__CHALLENGE__: Write out each line exactly as it stands, please.

__Region labeling entries__:
§

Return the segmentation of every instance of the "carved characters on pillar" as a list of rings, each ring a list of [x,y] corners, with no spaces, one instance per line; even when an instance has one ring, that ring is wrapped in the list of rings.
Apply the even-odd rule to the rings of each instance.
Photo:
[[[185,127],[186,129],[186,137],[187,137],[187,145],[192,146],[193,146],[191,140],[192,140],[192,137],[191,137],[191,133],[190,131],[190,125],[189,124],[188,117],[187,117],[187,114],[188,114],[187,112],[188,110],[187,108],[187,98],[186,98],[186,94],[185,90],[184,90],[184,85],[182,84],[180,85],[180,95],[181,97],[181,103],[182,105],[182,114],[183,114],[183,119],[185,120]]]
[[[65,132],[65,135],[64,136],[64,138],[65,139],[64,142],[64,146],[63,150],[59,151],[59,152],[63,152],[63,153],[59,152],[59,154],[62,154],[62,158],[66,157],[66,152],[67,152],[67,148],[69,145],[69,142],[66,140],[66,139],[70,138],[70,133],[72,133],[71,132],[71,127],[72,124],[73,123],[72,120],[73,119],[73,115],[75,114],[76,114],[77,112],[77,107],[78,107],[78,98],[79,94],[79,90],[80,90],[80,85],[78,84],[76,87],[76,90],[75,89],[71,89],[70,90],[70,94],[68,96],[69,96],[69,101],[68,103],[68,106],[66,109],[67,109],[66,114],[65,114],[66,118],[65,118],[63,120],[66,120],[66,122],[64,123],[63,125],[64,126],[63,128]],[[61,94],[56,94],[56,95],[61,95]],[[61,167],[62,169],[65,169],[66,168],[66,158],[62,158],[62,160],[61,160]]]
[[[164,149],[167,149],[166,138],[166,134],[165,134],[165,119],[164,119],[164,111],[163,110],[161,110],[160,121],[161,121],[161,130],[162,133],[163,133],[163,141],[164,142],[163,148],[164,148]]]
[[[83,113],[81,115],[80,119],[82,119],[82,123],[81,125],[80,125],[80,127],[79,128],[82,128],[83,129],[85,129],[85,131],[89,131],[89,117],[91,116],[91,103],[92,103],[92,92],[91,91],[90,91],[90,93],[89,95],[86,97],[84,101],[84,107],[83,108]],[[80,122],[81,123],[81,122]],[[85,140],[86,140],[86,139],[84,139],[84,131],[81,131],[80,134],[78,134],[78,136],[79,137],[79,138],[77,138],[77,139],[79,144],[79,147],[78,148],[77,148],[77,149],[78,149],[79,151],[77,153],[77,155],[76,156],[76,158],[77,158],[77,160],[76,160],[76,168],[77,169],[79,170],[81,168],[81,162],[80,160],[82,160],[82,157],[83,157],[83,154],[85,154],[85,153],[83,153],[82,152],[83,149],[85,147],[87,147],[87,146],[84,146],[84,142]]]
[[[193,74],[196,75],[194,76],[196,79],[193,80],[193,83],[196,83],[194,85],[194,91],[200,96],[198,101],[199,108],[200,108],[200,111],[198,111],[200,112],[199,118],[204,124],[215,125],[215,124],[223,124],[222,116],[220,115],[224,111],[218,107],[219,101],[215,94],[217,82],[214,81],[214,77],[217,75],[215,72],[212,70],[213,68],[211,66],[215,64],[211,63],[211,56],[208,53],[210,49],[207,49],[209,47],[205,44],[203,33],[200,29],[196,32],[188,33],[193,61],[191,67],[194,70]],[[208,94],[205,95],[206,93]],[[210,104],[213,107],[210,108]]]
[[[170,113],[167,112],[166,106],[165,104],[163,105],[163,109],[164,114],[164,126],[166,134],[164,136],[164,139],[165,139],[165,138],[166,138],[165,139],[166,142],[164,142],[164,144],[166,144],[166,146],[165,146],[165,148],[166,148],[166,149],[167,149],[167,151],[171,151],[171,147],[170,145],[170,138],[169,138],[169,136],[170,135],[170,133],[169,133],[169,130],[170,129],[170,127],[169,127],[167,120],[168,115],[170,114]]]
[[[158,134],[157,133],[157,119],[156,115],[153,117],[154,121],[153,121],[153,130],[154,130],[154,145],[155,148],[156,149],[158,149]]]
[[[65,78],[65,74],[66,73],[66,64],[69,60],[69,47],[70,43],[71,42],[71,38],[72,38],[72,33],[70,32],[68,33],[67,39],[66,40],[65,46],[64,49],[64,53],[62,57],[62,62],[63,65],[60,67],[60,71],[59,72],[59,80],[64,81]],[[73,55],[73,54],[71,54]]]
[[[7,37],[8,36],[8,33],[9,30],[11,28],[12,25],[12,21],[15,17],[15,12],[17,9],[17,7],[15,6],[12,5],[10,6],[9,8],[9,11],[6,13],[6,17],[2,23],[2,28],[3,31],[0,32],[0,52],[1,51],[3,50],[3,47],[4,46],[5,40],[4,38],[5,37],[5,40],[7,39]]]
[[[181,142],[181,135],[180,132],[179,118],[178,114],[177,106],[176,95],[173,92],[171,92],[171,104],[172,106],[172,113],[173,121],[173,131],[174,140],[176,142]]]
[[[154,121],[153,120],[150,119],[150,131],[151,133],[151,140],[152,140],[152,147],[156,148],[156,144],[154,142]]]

§

__ANSWER TO THE EXERCISE__:
Return the segmentation of every instance of the "carved characters on pillar" as a list of rings, each ring a list of [x,y] corners, with no spaces, one instance per line; even when an instance has one ring, that ring is wrapped in the list of rings.
Apply the even-odd rule to the rings of each instance.
Photo:
[[[185,127],[186,129],[186,137],[187,137],[187,145],[192,146],[193,146],[191,140],[192,140],[192,137],[191,137],[191,133],[190,131],[190,125],[189,124],[188,117],[187,117],[187,114],[188,114],[187,112],[188,110],[187,108],[187,98],[186,98],[186,94],[185,90],[184,90],[184,85],[182,84],[180,85],[180,95],[181,97],[181,103],[182,105],[182,114],[183,114],[183,119],[185,120]]]
[[[65,132],[65,135],[64,136],[64,138],[65,139],[64,142],[64,146],[63,150],[59,151],[59,152],[63,152],[63,153],[59,152],[59,154],[62,154],[62,158],[66,157],[66,152],[67,152],[67,148],[69,145],[69,142],[66,140],[66,139],[70,138],[70,133],[72,133],[71,132],[71,127],[72,124],[73,123],[72,120],[73,119],[73,115],[75,114],[76,114],[77,112],[77,107],[78,107],[78,98],[79,94],[79,90],[80,90],[80,85],[78,84],[76,87],[76,90],[75,89],[71,89],[70,90],[70,94],[68,96],[69,96],[69,101],[68,103],[68,106],[66,109],[67,109],[66,114],[65,114],[66,118],[65,118],[63,120],[66,120],[66,122],[64,123],[63,125],[64,126],[63,128]],[[61,94],[56,94],[56,95],[61,95]],[[61,167],[62,169],[65,169],[66,168],[66,158],[62,158],[62,160],[61,160]]]
[[[164,149],[167,149],[166,138],[166,134],[165,134],[165,119],[164,119],[164,111],[163,110],[161,110],[160,121],[161,121],[161,130],[162,133],[163,133],[163,141],[164,142],[163,148],[164,148]]]
[[[83,113],[81,115],[80,119],[82,119],[82,123],[81,125],[80,125],[80,127],[79,128],[82,128],[83,129],[85,129],[85,131],[89,131],[89,117],[91,116],[91,103],[92,103],[92,92],[91,91],[90,91],[90,93],[89,95],[86,97],[84,101],[84,107],[83,108]],[[80,122],[81,123],[81,122]],[[85,140],[86,140],[86,139],[84,139],[84,131],[81,131],[80,134],[78,134],[78,136],[79,137],[79,138],[77,138],[77,139],[79,144],[79,147],[78,148],[77,148],[77,149],[78,149],[79,151],[77,153],[77,155],[76,156],[76,158],[77,158],[77,160],[76,160],[76,168],[77,169],[79,170],[81,168],[81,162],[80,160],[82,160],[82,157],[83,157],[83,154],[85,154],[85,153],[83,153],[82,152],[83,149],[85,147],[87,147],[87,146],[84,146],[84,142]]]
[[[193,74],[196,75],[194,76],[196,79],[193,80],[193,83],[196,83],[194,85],[194,91],[200,96],[198,101],[199,108],[200,108],[200,111],[198,111],[200,112],[199,118],[204,124],[215,125],[215,124],[223,124],[222,116],[220,115],[224,111],[218,107],[219,101],[215,94],[217,82],[214,81],[214,77],[217,75],[215,72],[212,70],[213,68],[211,66],[215,64],[211,63],[211,56],[208,53],[210,49],[207,49],[209,47],[205,44],[203,33],[200,29],[196,32],[188,33],[193,61],[191,67],[194,70]],[[208,94],[205,95],[206,93]],[[210,104],[213,107],[210,108]]]
[[[170,113],[167,112],[166,106],[165,104],[163,105],[163,109],[164,114],[164,126],[166,134],[164,136],[164,139],[165,139],[165,138],[166,138],[165,139],[166,142],[164,142],[164,144],[166,144],[166,146],[165,146],[165,148],[166,148],[166,149],[167,149],[167,151],[171,151],[171,147],[170,145],[170,138],[169,138],[169,136],[170,135],[170,133],[169,133],[169,130],[170,129],[170,127],[169,127],[167,120],[168,115],[170,114]]]
[[[158,134],[157,133],[157,119],[156,115],[153,117],[154,121],[153,121],[153,130],[154,130],[154,145],[155,148],[156,149],[158,149]]]
[[[65,78],[65,74],[66,73],[66,64],[69,60],[69,47],[70,43],[71,42],[71,38],[72,38],[72,33],[70,32],[68,33],[67,39],[66,40],[65,46],[64,49],[64,53],[62,57],[62,62],[63,65],[60,67],[60,71],[59,72],[59,80],[64,81]],[[73,55],[73,54],[71,54]]]
[[[7,37],[8,36],[8,33],[9,30],[11,28],[12,25],[12,21],[15,17],[15,12],[17,9],[17,7],[15,6],[12,5],[10,6],[9,8],[9,11],[6,13],[6,17],[2,23],[2,28],[3,31],[0,32],[0,52],[1,51],[3,50],[3,47],[4,46],[5,40],[4,38],[5,37],[5,40],[7,39]]]
[[[181,142],[181,135],[180,132],[179,118],[178,114],[177,106],[176,95],[173,92],[171,92],[171,104],[172,106],[172,113],[173,121],[173,131],[174,140],[176,142]]]
[[[154,121],[153,120],[150,119],[150,131],[151,133],[151,140],[152,140],[152,147],[156,148],[156,144],[154,142]]]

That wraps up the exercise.